- Soal Latihan 1: Tuliskan kembali tanpa mengubah apa pun bagian artikel tentang sampah di Larantuka, mulai dari "Hal ini mengemuka" sampai dengan "Timur dan YPPS.".
- Soal Latihan 2: Menurut artikel tentang sampah di Larantuka, radio apa yang menyiarkan diskusi para lurah itu secara langsung?

- Teks Bacaan:

____________

08/12/2013
Diskusi
yang dihadiri para lurah se-kota Larantuka, yang berlangsung di
restoran Senaren Larantuka, kabupaten Flores Timur, 29 November 2013
lalu. (Foto : FBC/Melky Koli Baran)
LARANTUKA, FBC: Sampah bukan masalah langka dalam kehidupan manusia dari
desa sampai kota. Jika ada aktivitas yang melibatkan banyak orang, disanalah
ada peluang untuk menghadirkan sampah. Jika tiba musim hujan, masalah sampah dirasakan semakin
rumit terurai. Begitu juga halnya, saat gaya hidup masyarakat berubah,
motif sampahpun berubah.
Hal ini mengemuka dalam diskusi yang
dihadiri para lurah se-kota Larantuka, yang berlangsung di restoran Senaren
Larantuka, kabupaten Flores Timur, Jumat, (29/11/ 2013) lalu. Diskusi dihadiri juga Badan Penanggulangan Bencana
Daerah Flores Timur, Forum Pengurangan Risiko Bencana Flores Timur, Polres
Flores Timur, Dandim 1624 Flores Timur dan YPPS.
Dari diskusi yang disiarkan secara
langsung oleh Radio Siaran Pemerintah Daerah kabupaten Flores Timur selama
kurang lebih satu jam itu, terungkap berbagai pengalaman dari tahun ke
tahun yang berhubungan dengan sampah. Dalam refleksi disadari bahwa
kesadaran akan masalah sampah baru dirasakan saat datang musim hujan.
Sampah Mulai Jadi Masalah
Larantuka, kota kecil yang terlihat
menempel di lereng gunung Ilemandiri dan menghadap selat Gonzalu ini mulai
merasakan kehadiran sampah beberapa tahun belakangan sebagai masalah. Bahkan
direfleksikan bahwa, jenis dan volume sampah terus bertambah seiring
bertambahnya populasi penduduk serta gaya.

____________

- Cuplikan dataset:
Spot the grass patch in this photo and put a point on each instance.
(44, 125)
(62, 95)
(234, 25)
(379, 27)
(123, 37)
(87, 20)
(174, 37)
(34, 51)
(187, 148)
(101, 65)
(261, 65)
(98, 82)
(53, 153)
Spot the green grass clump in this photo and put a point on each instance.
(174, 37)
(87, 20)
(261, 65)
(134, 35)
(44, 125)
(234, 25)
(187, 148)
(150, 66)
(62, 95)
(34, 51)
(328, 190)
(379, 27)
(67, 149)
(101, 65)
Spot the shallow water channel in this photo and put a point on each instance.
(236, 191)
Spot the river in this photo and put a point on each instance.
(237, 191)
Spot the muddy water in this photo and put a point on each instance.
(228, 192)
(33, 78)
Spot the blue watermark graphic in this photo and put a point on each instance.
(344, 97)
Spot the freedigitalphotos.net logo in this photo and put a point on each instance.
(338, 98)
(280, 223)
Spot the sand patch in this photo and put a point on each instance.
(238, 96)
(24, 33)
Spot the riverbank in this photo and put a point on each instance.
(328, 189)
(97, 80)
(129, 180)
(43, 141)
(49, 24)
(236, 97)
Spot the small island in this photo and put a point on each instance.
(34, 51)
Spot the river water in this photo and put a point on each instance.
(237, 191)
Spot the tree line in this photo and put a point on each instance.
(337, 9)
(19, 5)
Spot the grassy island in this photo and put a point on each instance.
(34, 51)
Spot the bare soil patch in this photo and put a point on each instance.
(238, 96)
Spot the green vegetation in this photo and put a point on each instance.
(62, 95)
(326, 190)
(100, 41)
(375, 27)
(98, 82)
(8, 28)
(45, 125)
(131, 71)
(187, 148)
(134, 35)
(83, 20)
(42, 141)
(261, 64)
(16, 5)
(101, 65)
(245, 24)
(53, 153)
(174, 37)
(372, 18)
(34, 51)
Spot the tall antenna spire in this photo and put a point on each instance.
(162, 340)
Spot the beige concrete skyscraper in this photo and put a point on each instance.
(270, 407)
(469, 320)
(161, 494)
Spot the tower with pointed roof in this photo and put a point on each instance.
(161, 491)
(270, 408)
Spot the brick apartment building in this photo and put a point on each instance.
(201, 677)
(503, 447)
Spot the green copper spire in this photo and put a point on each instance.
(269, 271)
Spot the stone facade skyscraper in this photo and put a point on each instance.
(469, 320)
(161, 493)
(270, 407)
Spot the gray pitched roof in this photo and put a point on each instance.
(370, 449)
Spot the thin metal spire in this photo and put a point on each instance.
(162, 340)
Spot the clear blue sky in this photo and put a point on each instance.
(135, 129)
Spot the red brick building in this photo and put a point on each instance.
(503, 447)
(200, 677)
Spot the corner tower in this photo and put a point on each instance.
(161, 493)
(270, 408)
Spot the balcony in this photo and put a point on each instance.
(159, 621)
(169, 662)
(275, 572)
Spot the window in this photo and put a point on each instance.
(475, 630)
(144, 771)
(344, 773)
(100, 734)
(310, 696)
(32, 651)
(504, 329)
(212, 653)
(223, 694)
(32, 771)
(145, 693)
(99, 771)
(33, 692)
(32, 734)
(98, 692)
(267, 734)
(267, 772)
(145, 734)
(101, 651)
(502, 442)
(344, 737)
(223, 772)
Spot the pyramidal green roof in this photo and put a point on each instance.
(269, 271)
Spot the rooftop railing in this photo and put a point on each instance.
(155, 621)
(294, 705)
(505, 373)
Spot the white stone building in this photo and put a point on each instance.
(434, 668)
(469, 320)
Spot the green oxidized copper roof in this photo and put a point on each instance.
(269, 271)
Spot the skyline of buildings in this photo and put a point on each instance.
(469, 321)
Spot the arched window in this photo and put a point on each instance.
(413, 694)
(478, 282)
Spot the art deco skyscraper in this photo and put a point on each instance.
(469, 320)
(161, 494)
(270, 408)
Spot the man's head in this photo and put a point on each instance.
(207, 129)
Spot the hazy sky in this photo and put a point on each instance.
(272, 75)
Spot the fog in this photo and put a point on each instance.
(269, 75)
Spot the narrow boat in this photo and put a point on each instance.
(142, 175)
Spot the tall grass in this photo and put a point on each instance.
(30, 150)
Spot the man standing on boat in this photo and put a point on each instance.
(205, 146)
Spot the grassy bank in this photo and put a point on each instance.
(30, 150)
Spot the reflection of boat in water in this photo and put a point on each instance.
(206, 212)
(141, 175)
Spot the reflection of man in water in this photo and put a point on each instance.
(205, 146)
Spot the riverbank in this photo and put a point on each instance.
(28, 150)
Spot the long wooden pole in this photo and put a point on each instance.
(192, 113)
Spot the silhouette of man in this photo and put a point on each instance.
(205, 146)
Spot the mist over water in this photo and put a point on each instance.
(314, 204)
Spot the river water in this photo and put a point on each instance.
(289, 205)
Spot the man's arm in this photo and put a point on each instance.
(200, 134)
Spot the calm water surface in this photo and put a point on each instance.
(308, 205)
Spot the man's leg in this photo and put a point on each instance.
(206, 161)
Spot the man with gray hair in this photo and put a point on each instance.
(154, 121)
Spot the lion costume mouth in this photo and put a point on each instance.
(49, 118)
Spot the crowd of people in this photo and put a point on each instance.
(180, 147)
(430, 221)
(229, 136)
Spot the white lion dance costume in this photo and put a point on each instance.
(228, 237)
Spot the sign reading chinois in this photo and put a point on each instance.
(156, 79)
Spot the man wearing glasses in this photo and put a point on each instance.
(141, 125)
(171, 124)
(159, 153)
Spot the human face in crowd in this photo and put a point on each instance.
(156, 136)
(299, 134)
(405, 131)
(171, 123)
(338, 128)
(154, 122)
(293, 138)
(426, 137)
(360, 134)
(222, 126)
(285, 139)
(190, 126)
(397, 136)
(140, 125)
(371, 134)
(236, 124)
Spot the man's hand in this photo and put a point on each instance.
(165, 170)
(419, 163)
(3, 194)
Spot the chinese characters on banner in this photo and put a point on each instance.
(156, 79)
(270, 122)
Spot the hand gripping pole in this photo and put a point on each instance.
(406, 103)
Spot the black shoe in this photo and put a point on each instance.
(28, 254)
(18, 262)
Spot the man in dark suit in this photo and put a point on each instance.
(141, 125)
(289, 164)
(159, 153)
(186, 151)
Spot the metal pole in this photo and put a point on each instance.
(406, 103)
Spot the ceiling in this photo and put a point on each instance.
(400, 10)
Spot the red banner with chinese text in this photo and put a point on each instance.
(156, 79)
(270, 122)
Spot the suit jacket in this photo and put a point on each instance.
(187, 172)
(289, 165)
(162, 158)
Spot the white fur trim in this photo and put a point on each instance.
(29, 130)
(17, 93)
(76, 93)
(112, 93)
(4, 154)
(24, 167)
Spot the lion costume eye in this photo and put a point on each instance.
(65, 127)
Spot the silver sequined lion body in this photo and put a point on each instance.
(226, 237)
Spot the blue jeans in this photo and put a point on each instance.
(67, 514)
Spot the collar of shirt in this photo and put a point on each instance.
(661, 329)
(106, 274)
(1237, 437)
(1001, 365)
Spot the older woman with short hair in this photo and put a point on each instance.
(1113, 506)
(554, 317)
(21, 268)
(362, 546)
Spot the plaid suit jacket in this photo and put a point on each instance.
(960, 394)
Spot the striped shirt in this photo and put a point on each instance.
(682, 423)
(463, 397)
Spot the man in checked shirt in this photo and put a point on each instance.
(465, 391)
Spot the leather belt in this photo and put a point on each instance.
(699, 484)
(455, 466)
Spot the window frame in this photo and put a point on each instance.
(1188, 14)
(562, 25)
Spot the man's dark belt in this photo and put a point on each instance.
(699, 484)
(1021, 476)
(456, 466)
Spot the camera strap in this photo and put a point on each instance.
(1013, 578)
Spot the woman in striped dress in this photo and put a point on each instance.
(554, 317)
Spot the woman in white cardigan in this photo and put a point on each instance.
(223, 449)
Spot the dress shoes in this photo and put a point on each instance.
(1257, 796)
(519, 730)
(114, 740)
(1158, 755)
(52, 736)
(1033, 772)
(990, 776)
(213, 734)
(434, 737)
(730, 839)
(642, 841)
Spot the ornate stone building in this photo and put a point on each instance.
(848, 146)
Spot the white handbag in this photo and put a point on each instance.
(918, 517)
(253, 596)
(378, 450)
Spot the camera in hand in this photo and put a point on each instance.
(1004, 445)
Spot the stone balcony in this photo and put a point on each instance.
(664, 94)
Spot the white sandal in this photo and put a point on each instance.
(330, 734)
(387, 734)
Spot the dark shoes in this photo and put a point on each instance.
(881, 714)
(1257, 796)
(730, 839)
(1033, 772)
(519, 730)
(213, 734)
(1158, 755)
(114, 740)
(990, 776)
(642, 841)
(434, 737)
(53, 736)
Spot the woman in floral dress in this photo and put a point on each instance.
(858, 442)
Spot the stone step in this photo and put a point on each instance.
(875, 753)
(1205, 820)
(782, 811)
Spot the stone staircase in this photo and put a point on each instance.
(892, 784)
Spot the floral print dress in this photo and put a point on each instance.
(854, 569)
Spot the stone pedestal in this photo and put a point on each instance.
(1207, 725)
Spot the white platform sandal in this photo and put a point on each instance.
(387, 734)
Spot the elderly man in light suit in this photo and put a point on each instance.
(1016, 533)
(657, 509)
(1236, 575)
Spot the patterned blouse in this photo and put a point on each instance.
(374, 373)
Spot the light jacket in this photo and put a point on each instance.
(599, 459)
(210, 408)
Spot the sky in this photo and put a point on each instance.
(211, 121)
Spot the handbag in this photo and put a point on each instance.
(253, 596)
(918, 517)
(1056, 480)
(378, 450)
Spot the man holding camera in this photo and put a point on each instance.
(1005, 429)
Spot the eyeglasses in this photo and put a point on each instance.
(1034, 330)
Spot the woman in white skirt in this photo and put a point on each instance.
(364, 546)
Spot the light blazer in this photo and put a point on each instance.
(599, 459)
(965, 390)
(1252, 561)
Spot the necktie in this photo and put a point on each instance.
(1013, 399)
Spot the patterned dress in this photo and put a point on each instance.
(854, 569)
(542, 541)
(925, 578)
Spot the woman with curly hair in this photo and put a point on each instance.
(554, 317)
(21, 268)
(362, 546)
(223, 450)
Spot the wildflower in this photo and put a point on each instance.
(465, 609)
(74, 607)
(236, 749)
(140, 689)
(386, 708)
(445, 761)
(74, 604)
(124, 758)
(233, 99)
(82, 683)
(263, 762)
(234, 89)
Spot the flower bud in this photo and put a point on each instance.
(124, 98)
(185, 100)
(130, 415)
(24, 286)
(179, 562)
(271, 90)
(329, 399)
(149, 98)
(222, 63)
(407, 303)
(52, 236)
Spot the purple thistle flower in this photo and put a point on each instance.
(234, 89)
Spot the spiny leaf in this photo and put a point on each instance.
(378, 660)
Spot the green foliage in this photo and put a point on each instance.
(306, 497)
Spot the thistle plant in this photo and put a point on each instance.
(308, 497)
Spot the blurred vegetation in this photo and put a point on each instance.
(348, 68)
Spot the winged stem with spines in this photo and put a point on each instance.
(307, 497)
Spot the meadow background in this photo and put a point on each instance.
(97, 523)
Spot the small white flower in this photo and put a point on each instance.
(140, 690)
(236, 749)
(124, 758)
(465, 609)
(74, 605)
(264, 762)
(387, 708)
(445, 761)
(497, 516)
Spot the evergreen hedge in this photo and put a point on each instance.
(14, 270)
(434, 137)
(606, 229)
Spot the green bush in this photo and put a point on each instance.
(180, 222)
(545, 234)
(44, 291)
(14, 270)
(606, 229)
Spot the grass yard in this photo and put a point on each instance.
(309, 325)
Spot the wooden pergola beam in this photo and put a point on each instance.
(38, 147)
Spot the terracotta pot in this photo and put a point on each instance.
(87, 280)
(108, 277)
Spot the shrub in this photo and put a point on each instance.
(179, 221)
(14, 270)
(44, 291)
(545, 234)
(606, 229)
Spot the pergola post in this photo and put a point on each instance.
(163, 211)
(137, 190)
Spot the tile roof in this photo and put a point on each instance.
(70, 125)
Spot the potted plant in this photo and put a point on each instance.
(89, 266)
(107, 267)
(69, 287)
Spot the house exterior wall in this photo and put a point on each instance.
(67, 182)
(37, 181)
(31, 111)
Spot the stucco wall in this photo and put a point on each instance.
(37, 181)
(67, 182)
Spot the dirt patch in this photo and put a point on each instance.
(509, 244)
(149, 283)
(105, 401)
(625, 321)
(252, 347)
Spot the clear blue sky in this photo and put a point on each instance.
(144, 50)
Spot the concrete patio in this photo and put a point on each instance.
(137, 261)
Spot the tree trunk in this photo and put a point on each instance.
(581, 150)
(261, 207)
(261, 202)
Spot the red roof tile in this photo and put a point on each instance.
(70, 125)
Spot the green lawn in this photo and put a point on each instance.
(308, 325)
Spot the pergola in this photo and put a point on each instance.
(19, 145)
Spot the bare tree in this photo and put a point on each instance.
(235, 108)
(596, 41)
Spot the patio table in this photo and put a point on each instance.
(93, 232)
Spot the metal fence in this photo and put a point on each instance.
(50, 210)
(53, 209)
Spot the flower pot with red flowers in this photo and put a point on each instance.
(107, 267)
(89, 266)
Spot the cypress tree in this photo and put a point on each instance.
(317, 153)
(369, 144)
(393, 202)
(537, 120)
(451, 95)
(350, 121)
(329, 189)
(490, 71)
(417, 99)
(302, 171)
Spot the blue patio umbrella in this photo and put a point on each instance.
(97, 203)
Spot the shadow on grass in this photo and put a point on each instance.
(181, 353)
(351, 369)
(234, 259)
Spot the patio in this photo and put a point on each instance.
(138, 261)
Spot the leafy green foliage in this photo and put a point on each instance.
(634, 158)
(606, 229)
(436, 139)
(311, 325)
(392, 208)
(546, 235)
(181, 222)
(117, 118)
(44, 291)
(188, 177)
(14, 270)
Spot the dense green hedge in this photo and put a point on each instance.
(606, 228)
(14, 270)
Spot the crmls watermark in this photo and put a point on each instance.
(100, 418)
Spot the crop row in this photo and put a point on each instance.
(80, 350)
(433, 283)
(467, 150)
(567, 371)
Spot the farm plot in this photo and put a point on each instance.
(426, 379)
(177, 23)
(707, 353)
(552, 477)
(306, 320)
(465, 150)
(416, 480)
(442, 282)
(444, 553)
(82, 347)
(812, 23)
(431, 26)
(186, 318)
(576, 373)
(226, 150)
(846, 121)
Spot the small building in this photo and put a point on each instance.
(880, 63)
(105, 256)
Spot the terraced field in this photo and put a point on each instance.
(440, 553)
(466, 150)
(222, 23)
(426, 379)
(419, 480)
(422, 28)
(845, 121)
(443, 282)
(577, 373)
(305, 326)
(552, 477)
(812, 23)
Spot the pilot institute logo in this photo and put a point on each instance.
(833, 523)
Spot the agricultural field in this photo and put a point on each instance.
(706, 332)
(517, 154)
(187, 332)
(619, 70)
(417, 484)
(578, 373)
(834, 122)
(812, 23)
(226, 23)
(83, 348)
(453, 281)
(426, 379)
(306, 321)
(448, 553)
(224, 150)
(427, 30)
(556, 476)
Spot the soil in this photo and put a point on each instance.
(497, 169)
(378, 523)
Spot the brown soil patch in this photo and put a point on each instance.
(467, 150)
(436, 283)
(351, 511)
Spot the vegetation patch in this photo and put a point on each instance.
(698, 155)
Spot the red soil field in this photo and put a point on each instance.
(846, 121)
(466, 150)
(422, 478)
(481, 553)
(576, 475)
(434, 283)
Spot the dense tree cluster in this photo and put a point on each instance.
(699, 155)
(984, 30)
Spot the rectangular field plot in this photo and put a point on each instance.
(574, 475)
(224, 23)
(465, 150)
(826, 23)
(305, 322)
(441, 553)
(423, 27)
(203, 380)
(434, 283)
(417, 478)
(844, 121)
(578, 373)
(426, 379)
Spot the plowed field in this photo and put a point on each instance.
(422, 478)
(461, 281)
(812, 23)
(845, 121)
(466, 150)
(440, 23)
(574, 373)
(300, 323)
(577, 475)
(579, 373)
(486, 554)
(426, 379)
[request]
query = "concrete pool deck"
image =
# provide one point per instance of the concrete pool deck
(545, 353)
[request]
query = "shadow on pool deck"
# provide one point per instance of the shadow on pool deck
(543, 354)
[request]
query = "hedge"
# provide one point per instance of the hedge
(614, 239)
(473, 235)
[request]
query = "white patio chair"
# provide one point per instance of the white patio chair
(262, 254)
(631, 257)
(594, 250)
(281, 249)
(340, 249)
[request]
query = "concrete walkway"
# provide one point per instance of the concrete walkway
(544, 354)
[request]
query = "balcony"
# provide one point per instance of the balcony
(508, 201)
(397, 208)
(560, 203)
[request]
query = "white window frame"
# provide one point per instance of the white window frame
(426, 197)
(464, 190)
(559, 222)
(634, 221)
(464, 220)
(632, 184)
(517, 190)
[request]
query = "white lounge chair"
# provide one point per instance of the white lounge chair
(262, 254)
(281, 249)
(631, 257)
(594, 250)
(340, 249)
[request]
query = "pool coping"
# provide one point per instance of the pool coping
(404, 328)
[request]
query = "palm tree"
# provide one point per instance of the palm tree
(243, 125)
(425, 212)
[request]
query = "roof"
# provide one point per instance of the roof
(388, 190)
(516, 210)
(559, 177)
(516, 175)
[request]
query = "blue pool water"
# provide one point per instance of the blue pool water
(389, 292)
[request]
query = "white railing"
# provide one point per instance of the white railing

____________

- Jawaban Akhir 1:
Hal ini mengemuka dalam diskusi yang
dihadiri para lurah se-kota Larantuka, yang berlangsung di restoran Senaren
Larantuka, kabupaten Flores Timur, Jumat, (29/11/ 2013) lalu. Diskusi dihadiri juga Badan Penanggulangan Bencana
Daerah Flores Timur, Forum Pengurangan Risiko Bencana Flores Timur, Polres
Flores Timur, Dandim 1624 Flores Timur dan YPPS.

- Jawaban Akhir 2: Radio Siaran Pemerintah Daerah kabupaten Flores Timur.